[Source records]
================

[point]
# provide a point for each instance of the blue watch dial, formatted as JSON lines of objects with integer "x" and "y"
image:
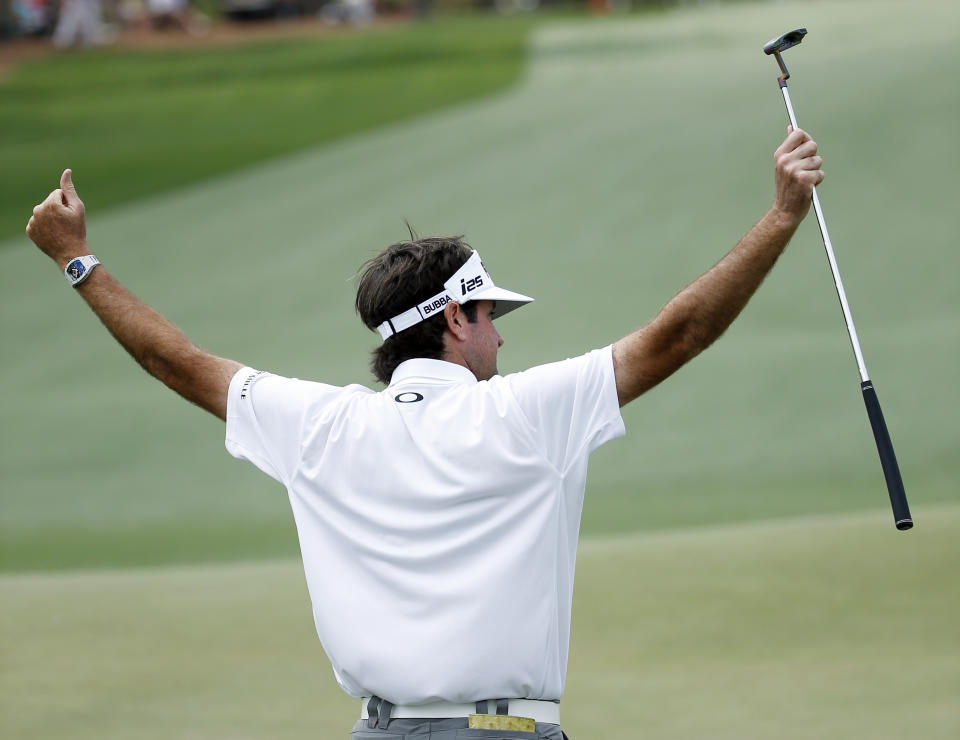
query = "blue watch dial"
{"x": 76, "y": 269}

================

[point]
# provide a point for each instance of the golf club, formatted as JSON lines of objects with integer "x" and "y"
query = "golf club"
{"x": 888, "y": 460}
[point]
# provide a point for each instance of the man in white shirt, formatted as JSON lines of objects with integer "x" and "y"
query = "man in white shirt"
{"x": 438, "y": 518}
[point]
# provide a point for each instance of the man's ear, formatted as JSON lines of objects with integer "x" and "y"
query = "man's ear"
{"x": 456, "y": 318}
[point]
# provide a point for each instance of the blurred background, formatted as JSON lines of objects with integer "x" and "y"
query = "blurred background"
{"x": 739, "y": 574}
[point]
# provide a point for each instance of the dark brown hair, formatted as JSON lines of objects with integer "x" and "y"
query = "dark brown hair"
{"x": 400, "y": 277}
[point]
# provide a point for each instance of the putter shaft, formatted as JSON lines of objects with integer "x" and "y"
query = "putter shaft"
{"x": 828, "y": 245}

================

What is being asked -> Pick out every line of the rows above that contains the word "provide", and copy each one. Case counts, so match capital and lowercase letters exactly.

Response to the task ->
# provide a point for each instance of the blue watch dial, formatted as JSON lines of objects with integer "x" and "y"
# provide a point for each instance of the golf club, formatted as JSON lines of objects with integer "x" and "y"
# provide a point for each instance of the man in white shirt, formatted as JSON lines of objects with integer "x" and "y"
# provide a point for each instance of the man's ear, formatted as JSON lines of objects with integer "x" and "y"
# provide a point for each instance of the blurred background, formatted as JSON lines of objects with integer "x" and "y"
# provide a point for each instance of the dark brown hair, formatted as JSON lines of objects with integer "x" and "y"
# provide a point for each instance of the putter shaft, formatted as JSON lines of objects with integer "x" and "y"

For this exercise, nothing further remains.